Start of Quoted text

# 457 Visa Processing time and Information



## Pritisangam (Mar 22, 2018)

Hi Guys,

I have a question regarding 457 VISA processing time. Anybody has any idea, how much time it takes to get VISA approved. My employer has submitted my final application on 26th Dec 2018. I did not get any updates after that.

Another thing is that I don't have any problem with processing time but wants to prepare for worse, Is there any rejection of 457 VISA when my documents are clear. My VISA consultant verified all my documents before final submission.

Thanks


----------



## George276 (Mar 22, 2018)

Hi Pritisangam,

Based on my own experience, my 457 visa took approximately 2 months to be granted since the application was lodged. This was back in 2015, and that only accounts for the application time (this is, not including the nomination time).

I understand that waiting times have become longer recently though, a friend of mine has been waiting for 3 months already and has not heard news from Home Affairs yet.

In regards to your documents, I haven't had any issues with mine, but I assume that if any document or information is missing then Home Affairs will contact you before continuing the process.


----------



## MirandaLi (Jan 7, 2018)

Pritisangam said:


> Hi Guys,
> 
> I have a question regarding 457 VISA processing time. Anybody has any idea, how much time it takes to get VISA approved. My employer has submitted my final application on 26th Dec 2018. I did not get any updates after that.
> 
> ...


I have been waiting for 5 months since Nov 2017. 
The company has the sponsorship approved already, I am just applying for the Nomination and the application.

End of Quoted text

## Set problem 1
List the usernames of everyone who posts in the 457 visa forum thread.
## Set problem 2
Write the next part of the 457 visa forum thread, continuing after its final sentence.
The material that comes after this thread has nothing to do with what is asked here.

Start of Recorded information

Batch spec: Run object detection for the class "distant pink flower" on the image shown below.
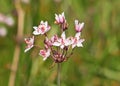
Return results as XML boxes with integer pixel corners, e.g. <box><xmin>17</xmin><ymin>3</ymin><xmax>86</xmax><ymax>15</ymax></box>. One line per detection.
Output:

End of Recorded information

## Task result 1
Pritisangam, George276, MirandaLi

## Task result 2
This waiting is disturbing. I have confirmed with my agent a couple of times that there shouldn't be any problem. But still, very upset all the time.

DHA is claiming that the process could take 5-11 months for most of the candidates. My agent said it is 6 months waiting as minimum based on their large number of cases at the moment.

If the worst happens for any reason, we will be able to appeal the case, during that time, our current bridging A will be extended automatically until the appeal has finished. If you don't want to appeal it, than you will have 28 days to leave AU.


----------



## evangelist (Oct 5, 2014)

Pritisangam said:


> Hi Guys,
> 
> I have a question regarding 457 VISA processing time. Anybody has any idea, how much time it takes to get VISA approved. My employer has submitted my final application on 26th Dec 2018. I did not get any updates after that.
> 
> ...


are you already in Australia., or overseas?


----------



## Pritisangam (Mar 22, 2018)

I am in India Now. I haven't visited Australia yet.


----------



## koritala (Mar 15, 2017)

Pritisangam said:


> I am in India Now. I haven't visited Australia yet.


Hi Pritisangam,

Currently , they are processing 15th December 2017. You can hear good news soon.
May I know your Occupation ?


----------



## George276 (Mar 22, 2018)

I hope that it doesn't take much longer!


----------



## Maggie-May24 (May 19, 2015)

I've seen people waiting anywhere from 1 month to a year, so it can be rather random. All you can do is submit all the documents they need for processing and be ready to reply quickly if they ask for any further information.


----------



## Pritisangam (Mar 22, 2018)

koritala said:


> Hi Pritisangam,
> 
> Currently , they are processing 15th December 2017. You can hear good news soon.
> May I know your Occupation ?


I am a senior software developer with more than 4years of experience. I am working on Salesforce Platform


----------



## new457 (Mar 26, 2018)

koritala said:


> Hi Pritisangam,
> 
> Currently , they are processing 15th December 2017. You can hear good news soon.
> May I know your Occupation ?


How do you know this information


----------



## Puka (Oct 13, 2016)

Guys, me and my husband been waiting for the 457 to be approved since 20th of April 2017...so it’s been almost a year! We still don’t have a case officer assigned to our case. We r onshore and the only positive thing about living in this “prison” like state is the Australian work experience my husband is gaining everyday. Thank god he loves his job or else we would have fled the country already.


----------



## arvindjoshi (Oct 26, 2015)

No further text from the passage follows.